[WORKING DATA Boundary: Start]

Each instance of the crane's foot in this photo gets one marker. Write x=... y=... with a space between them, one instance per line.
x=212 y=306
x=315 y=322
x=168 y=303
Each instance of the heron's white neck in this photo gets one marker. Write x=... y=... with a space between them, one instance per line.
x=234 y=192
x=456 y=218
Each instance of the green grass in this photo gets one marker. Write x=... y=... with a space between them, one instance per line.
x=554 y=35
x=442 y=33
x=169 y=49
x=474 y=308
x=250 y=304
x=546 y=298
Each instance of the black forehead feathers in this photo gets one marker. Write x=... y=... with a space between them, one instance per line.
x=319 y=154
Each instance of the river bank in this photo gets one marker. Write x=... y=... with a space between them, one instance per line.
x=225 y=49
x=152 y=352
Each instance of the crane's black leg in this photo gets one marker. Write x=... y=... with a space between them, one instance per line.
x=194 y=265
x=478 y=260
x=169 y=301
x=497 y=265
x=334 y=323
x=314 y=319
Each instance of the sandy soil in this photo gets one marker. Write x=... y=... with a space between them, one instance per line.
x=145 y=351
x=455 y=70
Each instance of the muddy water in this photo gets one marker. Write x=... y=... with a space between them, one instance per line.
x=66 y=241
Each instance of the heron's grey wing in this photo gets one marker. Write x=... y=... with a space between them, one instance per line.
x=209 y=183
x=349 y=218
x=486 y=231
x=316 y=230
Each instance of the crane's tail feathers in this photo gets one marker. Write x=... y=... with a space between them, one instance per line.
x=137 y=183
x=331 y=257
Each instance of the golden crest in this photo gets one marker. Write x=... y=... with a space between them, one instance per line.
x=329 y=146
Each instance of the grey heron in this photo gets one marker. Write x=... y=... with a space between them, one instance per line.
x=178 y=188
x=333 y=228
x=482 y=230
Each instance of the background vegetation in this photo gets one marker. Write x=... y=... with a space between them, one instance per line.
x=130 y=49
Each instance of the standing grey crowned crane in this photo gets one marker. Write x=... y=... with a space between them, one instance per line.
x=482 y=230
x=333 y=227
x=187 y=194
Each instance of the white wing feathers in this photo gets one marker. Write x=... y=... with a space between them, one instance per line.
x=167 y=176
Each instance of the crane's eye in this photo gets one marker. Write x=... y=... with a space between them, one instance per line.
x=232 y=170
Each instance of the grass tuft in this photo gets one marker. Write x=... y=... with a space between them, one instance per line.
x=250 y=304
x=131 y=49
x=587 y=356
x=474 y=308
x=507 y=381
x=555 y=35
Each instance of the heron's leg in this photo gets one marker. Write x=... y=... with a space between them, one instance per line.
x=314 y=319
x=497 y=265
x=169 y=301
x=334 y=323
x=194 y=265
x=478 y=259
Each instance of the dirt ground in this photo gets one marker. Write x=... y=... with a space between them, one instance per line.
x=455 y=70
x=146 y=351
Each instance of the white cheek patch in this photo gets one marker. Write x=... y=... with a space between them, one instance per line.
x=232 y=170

[WORKING DATA Boundary: End]

DESCRIPTION OF THE TASK:
Nothing but the lines from the one with "Each instance of the dirt" through the last line of the records above should be retyped, and those word for word.

WRITTEN RESPONSE:
Each instance of the dirt ground in this photo gets one marker. Write x=... y=... with a space between them, one instance per line.
x=455 y=70
x=146 y=351
Each instance of the white cheek patch in this photo gets one marker. Write x=... y=... with a space between them, one instance per line.
x=232 y=170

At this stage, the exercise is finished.